→ **WHAT YOU WILL DO**:
Only these lines of the data below are wanted: the one with "job | pin one point per instance of the vegetation", the one with "job | pin one point per instance of the crumbling", and any lines between them, each repeated exactly.

--- SUPPLIED DATA Enclosed Below ---

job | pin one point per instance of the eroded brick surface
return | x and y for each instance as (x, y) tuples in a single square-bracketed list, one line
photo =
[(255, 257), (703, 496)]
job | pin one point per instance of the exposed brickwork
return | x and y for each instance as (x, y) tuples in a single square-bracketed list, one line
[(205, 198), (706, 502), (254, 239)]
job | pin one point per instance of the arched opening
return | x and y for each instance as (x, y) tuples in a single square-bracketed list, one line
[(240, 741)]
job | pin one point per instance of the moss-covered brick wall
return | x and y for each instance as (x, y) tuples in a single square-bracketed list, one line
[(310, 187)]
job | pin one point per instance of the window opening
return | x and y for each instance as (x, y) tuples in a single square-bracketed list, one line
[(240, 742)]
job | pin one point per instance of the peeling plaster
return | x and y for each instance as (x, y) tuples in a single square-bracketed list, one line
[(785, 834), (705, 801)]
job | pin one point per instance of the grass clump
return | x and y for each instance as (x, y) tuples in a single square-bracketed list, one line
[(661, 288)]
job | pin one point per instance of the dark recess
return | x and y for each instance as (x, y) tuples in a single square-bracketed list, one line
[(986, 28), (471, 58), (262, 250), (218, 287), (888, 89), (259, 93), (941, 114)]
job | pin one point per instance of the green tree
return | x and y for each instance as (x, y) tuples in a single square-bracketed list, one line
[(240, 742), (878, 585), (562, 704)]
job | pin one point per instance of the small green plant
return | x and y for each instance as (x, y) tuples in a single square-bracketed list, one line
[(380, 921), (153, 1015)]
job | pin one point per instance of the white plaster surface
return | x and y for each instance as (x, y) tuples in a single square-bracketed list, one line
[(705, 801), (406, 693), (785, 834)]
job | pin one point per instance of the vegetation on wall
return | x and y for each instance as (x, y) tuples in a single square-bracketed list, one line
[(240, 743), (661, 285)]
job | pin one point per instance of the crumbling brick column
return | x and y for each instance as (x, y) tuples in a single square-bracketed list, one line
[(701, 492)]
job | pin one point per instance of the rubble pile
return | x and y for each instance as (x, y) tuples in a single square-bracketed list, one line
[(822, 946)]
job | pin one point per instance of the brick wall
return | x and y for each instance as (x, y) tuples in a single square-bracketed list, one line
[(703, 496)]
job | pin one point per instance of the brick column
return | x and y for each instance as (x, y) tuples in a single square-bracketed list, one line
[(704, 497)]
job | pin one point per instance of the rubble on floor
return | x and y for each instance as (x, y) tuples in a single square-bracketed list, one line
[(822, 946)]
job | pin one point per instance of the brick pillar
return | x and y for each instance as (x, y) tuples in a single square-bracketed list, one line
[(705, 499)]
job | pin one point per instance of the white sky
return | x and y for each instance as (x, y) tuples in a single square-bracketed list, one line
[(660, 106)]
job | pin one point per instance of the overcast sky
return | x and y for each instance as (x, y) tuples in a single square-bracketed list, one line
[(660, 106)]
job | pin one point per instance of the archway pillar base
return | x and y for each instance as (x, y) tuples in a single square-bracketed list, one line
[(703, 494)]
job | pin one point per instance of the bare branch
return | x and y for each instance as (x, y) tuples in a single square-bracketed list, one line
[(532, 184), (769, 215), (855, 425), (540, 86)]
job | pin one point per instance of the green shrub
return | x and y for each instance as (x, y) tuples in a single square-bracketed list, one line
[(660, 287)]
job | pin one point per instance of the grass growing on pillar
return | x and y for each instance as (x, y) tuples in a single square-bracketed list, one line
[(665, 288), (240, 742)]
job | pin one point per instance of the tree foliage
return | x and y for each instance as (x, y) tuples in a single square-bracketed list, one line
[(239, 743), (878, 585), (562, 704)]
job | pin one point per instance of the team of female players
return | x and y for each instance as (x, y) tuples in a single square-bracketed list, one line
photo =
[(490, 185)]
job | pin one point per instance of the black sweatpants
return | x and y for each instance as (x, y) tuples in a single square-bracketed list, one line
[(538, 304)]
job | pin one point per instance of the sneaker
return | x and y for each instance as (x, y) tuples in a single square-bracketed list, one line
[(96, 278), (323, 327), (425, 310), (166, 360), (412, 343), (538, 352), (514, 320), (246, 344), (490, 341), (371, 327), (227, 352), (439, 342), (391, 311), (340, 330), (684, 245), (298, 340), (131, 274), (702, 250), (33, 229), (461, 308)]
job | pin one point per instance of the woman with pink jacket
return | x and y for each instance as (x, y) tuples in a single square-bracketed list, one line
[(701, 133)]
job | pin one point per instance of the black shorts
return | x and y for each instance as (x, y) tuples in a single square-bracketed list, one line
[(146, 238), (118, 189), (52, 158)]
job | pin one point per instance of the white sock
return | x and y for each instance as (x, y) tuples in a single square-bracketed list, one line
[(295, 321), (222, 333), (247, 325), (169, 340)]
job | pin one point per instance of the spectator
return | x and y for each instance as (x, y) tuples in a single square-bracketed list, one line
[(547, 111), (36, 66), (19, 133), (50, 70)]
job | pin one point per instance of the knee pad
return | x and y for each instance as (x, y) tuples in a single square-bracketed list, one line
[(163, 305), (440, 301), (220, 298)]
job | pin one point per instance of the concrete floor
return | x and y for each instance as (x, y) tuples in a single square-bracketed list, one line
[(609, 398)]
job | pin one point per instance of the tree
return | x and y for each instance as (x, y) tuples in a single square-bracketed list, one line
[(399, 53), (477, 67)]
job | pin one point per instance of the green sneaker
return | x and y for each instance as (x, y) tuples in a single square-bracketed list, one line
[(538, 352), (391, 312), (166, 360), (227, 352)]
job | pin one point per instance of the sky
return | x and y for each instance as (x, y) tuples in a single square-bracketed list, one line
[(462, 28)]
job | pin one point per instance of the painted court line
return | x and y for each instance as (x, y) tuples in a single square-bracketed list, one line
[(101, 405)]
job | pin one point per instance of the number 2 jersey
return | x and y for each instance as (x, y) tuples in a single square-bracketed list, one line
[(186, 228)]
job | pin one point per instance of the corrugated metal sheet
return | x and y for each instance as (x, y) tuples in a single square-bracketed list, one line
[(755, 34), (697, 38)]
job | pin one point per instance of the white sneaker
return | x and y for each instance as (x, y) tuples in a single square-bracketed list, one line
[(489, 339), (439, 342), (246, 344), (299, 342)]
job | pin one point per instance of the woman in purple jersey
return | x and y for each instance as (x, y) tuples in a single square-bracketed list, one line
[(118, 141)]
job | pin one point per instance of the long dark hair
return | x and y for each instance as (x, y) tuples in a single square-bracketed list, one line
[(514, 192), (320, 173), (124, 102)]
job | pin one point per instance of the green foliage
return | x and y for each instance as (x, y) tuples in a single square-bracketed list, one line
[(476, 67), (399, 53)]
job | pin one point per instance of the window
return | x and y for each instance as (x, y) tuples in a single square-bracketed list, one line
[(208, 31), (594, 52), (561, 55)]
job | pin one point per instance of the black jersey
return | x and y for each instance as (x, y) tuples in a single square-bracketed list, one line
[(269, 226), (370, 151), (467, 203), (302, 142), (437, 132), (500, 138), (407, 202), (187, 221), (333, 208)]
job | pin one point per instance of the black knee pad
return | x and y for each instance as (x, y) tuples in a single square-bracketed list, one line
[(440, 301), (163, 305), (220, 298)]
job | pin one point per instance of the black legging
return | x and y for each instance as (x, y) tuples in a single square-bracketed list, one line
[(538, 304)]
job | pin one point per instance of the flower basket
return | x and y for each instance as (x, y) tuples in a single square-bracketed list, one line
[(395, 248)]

--- End of Enclosed SUPPLIED DATA ---

→ **WORKED SOLUTION**:
job | pin one point per instance of the vegetation on wall
return | x and y for each instance as (x, y) tuples in a single square-bracketed list, one line
[(240, 743), (661, 285)]
job | pin one point per instance of the crumbling brick column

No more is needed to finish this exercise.